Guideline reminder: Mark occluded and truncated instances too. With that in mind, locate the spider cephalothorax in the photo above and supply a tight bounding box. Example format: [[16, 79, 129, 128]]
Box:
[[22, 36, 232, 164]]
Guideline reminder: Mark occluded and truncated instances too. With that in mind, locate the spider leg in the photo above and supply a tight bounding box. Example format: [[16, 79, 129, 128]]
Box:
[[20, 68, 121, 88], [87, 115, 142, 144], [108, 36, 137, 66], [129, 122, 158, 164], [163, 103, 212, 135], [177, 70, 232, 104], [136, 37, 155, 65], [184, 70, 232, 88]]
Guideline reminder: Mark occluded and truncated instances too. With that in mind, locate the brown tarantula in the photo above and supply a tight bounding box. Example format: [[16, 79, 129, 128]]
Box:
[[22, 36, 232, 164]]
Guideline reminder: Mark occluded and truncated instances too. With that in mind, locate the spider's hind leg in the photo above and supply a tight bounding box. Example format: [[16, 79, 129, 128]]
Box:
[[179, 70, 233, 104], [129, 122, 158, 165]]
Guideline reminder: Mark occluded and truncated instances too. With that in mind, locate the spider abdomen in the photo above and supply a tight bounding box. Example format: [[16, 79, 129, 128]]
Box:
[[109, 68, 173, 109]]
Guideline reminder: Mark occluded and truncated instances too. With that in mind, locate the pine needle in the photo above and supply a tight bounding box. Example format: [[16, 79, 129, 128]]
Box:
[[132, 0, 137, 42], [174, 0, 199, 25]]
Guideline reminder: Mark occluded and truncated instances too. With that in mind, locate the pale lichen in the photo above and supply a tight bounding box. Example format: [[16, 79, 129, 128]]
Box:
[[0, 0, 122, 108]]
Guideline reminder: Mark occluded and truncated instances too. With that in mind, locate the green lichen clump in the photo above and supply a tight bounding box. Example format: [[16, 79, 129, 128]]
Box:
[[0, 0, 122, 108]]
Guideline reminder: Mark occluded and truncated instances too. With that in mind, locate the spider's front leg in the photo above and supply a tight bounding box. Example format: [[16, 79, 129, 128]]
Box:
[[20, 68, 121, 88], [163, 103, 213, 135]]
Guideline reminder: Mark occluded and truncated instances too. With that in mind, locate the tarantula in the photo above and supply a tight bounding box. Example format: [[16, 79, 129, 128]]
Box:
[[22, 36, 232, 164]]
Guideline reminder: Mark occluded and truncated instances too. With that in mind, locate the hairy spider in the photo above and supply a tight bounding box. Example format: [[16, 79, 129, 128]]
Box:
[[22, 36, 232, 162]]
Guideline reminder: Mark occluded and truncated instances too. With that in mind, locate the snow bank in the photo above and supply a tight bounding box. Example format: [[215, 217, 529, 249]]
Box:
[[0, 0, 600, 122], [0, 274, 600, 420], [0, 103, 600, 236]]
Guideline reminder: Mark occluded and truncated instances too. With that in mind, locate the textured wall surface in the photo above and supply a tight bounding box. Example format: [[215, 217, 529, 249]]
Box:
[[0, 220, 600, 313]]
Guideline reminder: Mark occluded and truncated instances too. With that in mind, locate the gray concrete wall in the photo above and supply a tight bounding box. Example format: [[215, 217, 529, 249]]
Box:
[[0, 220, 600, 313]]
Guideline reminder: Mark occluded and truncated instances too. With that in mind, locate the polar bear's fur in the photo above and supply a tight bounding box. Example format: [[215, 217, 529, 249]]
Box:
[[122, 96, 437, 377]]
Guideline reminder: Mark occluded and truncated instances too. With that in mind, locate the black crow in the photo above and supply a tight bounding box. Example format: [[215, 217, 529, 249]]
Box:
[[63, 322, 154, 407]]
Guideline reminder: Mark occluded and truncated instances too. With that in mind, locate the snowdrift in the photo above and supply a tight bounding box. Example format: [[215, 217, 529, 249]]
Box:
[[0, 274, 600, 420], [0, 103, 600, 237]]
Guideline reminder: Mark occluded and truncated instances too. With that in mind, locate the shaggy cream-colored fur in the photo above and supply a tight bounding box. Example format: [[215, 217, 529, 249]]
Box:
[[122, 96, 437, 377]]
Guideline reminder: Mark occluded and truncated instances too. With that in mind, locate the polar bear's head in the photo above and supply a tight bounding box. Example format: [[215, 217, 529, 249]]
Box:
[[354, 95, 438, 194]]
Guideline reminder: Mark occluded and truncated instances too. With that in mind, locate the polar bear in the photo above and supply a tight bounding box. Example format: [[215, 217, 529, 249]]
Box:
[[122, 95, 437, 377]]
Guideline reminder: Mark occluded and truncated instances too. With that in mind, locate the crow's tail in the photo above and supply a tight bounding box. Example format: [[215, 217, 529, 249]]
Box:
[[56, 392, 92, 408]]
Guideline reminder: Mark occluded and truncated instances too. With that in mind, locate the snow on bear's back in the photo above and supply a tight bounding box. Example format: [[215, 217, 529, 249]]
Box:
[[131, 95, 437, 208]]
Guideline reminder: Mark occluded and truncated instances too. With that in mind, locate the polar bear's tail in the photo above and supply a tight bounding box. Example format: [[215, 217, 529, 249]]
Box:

|---|

▶ Set exercise
Please render the lines from the one containing "the spider abdomen" to the one containing "[[20, 68, 121, 88], [163, 103, 213, 135]]", both included, as a Markdown table with columns Row and Content, numbering each line and leaving out blank ones.

▶ Correct result
| Row | Content |
|---|---|
| 1 | Guideline reminder: Mark occluded and truncated instances too. With that in mind, locate the spider abdomen in the photo above and supply a tight bounding box. Example format: [[16, 79, 129, 128]] |
| 2 | Box: |
| 3 | [[109, 68, 173, 109]] |
| 4 | Guideline reminder: Mark occluded and truncated instances too. With that in mind, locate the pine needle in the photo above and supply a tight bounding box. Example format: [[16, 79, 129, 128]] |
| 5 | Box: |
| 6 | [[132, 0, 137, 42], [174, 0, 199, 25]] |
| 7 | Guideline reminder: Mark occluded and truncated instances too. With that in mind, locate the pale lichen in the photo above and supply a tight bounding box. Example format: [[16, 79, 129, 128]] |
| 8 | Box: |
| 9 | [[0, 0, 122, 108]] |
| 10 | Guideline reminder: Mark occluded and truncated instances too. With that in mind, locate the green lichen clump in the photo above and supply a tight bounding box. Example format: [[16, 79, 129, 128]] |
| 11 | Box: |
| 12 | [[0, 0, 122, 108]] |
| 13 | Guideline reminder: Mark occluded and truncated instances too. With that in mind, locate the spider's front leg in the photo above and supply a tight bounding box. Example format: [[16, 79, 129, 128]] |
| 14 | Box: |
| 15 | [[20, 68, 121, 88], [163, 103, 213, 135]] |